*TASK REQUIREMENTS*:
Please copy every one of the records below word for word, line by line and in the same order.

*THE RECORDS*:
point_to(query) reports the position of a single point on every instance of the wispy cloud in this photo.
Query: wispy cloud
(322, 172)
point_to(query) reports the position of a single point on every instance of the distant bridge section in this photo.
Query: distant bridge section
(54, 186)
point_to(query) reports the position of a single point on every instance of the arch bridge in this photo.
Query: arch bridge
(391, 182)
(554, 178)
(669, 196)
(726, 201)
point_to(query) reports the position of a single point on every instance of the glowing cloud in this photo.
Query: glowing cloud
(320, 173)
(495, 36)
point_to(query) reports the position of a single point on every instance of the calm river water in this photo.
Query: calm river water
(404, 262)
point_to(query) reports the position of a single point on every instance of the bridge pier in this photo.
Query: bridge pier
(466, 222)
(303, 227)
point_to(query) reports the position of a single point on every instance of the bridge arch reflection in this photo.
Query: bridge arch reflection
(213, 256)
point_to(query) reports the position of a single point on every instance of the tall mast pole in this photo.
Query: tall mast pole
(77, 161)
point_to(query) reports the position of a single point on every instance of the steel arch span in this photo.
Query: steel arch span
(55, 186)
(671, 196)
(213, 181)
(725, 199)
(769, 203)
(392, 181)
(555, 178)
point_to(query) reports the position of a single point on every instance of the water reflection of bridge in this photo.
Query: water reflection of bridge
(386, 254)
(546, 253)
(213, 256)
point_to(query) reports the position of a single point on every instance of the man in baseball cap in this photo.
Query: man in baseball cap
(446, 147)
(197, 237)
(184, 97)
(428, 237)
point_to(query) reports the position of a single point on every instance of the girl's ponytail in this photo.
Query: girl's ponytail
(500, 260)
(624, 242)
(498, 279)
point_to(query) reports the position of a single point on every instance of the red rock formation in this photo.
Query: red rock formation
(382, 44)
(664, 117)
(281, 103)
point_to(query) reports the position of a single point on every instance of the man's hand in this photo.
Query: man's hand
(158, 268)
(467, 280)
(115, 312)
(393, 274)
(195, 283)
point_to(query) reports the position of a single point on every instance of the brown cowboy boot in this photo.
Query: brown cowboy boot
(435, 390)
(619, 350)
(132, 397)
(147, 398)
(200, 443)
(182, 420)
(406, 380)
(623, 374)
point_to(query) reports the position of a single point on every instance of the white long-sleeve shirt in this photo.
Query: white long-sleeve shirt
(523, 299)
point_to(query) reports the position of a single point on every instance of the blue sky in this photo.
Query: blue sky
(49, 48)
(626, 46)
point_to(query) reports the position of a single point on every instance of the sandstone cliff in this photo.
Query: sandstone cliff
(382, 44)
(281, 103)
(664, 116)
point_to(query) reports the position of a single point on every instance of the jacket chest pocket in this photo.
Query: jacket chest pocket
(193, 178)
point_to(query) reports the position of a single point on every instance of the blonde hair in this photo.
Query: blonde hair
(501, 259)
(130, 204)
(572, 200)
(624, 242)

*ANSWER TO THIS EXERCISE*:
point_to(query) reports the position of a single point on every instance of the wispy cloud in this photo.
Query: wispy cloud
(322, 172)
point_to(query) reports the position of a single point on every instance of the distant bridge section in this photo.
Query: distant bridge section
(54, 186)
point_to(query) reports the position of a single point on every instance of the arch bridge in this photo.
Query: arch bridge
(391, 182)
(554, 178)
(669, 196)
(726, 201)
point_to(query) reports the position of a single point on every instance of the glowing cloud in this photo.
Query: glowing cloud
(320, 173)
(495, 36)
point_to(query) reports the position of a single point on every instance of the calm river water in this photo.
Query: calm river water
(404, 262)
point_to(query) reports the position of a single point on every instance of the bridge pier in this photo.
Query: bridge pier
(466, 222)
(303, 227)
point_to(query) reports the position of a single point on every instance of the bridge arch reflection in this photo.
Query: bridge arch reflection
(213, 256)
point_to(query) reports the position of a single point on every instance of the tall mast pole in this photo.
Query: tall mast pole
(77, 161)
point_to(query) reports the position of a single point on every instance of the steel arch span in this photo.
Query: steel arch span
(55, 186)
(671, 196)
(213, 181)
(725, 199)
(769, 203)
(392, 181)
(555, 178)
point_to(query) reports the position of a single point on every instance of the water reflection of bridge in this photo.
Query: water reflection of bridge
(386, 254)
(546, 253)
(213, 256)
point_to(query) reports the position of a single point on every instance of the man in baseball cap in this photo.
Query: man in baseball cap
(446, 147)
(197, 237)
(184, 97)
(428, 237)
point_to(query) reports the position of a single point on every instance of the girl's ponytail in this photo.
Query: girl's ponytail
(500, 260)
(624, 242)
(498, 279)
point_to(query) reports the position of a single point on every instance of the red rock formation in this photo.
Query: red rock formation
(382, 44)
(664, 117)
(281, 103)
point_to(query) reports the position of a single point on every instance of the man's hand in this photo.
Query: man's hand
(158, 268)
(467, 280)
(115, 312)
(393, 274)
(195, 283)
point_to(query) reports the position of a single point on every instance of the brown cowboy boot in this photo.
Query: brown cowboy boot
(435, 390)
(619, 350)
(132, 397)
(147, 398)
(200, 443)
(182, 420)
(406, 380)
(623, 374)
point_to(query) reports the position of a single point on every instance of the white long-sleeve shirt in this photo.
Query: white long-sleeve shirt
(523, 299)
point_to(query) reports the position of a single point on every instance of the blue sky in this photo.
Query: blue sky
(49, 48)
(626, 46)
point_to(query) reports the position of a single point on every instance of the sandstone cliff in this photo.
Query: sandstone cliff
(382, 44)
(281, 103)
(664, 116)
point_to(query) reports the position of a single point on every instance of the jacket chest pocket in this photo.
Query: jacket chest pocket
(193, 178)
point_to(query) reports the position of a single point on every instance of the blonde hair in this photo.
Query: blonde hair
(501, 259)
(130, 204)
(572, 200)
(624, 242)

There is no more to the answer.